__Excerpted text__:
0624 - AP Modulation in the Heart - RM Flashcards
What are the elements involved in EC coupling in heart?
AP opens L-type Ca2+ Channel, requires extracellular Ca2+ to maintain action
potential (10-25% of Ca2+). Some channels electrochemically coupled to RyR2 on SR (Calcium spark - Calcium-induced calcium release – 75-90%). Ca2+ causes shortening of sarcomeres (cross-bridge cycle).
Force production is regulated by 2nd messenger systems (phospholamban – inhibits SERCA). When troponin 1 is phosphorylated, inhibits troponin C, increased force, faster cross-bridge cycling.
Isoproterenol agonises ß-1 Receptors, much larger Ca2+ influx, and bigger force, faster rate of shortening.
Describe Ca2+ clearance from the cardiac plasma membrane.
Clearance modulated by 2nd messenger systems.
SERCA returns 80% of Ca2+ to SR where it is sequestered by calsequestrin. (inhibited by phospholambin)
Plasma pumps (NCX – 3Na/1Ca – 15%), Ca2+ATPase (5%) do the rest.
Recognise the receptors involved in autonomic control of the heart, incl which path is normally stronger
Parasympathetic is normally stronger (SA node natural pacemaker is100BPM).

[Stored data entries]
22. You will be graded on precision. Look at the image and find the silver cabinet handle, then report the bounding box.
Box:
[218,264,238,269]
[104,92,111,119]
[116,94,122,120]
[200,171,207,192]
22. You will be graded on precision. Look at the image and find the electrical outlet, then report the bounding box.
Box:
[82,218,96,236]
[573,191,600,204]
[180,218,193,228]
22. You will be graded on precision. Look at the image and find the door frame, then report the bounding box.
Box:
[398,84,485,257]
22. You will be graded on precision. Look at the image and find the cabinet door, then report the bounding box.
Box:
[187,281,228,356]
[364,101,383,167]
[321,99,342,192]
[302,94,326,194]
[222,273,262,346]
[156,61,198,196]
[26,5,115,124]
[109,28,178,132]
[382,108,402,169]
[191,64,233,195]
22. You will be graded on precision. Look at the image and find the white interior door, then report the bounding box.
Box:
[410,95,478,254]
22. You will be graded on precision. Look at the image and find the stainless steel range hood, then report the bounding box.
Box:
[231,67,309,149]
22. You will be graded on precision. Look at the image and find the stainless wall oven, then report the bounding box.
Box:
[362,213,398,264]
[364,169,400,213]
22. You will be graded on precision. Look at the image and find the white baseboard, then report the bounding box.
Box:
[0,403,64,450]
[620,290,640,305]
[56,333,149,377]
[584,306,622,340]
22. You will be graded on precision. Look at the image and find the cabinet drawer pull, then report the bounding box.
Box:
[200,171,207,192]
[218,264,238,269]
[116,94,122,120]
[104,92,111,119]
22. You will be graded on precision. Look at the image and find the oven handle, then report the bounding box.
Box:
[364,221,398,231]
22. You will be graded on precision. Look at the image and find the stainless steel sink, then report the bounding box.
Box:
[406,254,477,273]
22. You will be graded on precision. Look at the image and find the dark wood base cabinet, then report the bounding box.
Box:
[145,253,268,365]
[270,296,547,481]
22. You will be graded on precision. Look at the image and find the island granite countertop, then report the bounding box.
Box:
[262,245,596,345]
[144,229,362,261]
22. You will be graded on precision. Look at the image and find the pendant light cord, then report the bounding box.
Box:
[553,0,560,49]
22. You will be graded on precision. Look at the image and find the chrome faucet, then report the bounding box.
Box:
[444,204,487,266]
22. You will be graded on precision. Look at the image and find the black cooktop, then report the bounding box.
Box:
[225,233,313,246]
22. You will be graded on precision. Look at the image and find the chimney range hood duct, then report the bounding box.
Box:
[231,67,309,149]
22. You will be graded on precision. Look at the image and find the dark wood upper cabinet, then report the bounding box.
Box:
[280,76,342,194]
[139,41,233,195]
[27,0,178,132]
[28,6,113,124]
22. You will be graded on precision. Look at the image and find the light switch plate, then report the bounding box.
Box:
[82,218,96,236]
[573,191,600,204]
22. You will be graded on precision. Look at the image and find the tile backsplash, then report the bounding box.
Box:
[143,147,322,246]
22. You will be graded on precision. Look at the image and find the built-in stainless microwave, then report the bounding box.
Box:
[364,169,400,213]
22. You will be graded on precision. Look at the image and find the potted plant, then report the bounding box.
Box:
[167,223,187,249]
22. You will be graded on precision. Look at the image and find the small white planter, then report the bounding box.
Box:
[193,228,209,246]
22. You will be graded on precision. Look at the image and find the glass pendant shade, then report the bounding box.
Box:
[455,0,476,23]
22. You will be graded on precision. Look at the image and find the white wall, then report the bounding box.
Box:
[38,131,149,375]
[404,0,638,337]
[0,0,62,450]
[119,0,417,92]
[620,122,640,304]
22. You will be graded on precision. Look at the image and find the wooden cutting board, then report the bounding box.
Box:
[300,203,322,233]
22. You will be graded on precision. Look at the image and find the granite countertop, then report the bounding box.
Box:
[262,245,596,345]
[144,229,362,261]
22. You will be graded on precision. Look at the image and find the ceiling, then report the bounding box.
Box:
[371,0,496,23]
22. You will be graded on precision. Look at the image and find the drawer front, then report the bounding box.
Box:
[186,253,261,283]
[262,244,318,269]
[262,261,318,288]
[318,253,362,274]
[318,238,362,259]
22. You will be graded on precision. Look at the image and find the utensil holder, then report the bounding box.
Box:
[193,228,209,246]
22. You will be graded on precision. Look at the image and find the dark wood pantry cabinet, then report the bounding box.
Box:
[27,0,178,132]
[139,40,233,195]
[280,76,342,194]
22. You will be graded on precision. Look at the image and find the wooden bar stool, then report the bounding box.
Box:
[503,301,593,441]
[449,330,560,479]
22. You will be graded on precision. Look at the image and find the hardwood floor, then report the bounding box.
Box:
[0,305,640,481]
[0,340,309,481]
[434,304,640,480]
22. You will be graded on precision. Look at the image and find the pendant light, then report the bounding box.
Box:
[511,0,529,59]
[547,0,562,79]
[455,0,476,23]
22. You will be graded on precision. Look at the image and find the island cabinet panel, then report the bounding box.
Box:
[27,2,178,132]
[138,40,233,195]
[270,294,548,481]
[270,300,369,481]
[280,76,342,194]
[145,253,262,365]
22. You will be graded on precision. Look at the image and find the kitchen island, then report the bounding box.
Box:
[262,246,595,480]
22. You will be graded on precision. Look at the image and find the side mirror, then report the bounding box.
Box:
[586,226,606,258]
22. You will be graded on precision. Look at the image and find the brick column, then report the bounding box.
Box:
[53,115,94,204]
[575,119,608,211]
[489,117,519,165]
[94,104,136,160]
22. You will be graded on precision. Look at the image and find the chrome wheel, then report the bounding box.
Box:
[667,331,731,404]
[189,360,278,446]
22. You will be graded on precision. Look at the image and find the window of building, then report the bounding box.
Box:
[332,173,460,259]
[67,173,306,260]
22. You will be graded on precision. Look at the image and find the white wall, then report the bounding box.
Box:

__Required work__:
1. In the flashcard text, which routes clear Ca2+, and what share of Ca2+ is given for each?
2. Write out the part of the flashcard text that opens with the words containing "SERCA returns 80%" and closes with "do the rest.".

__Results of the tasks__:
1.
SERCA: 80%
NCX (3Na/1Ca): 15%
Ca2+ATPase: 5%

2.
SERCA returns 80% of Ca2+ to SR where it is sequestered by calsequestrin. (inhibited by phospholambin)
Plasma pumps (NCX – 3Na/1Ca – 15%), Ca2+ATPase (5%) do the rest.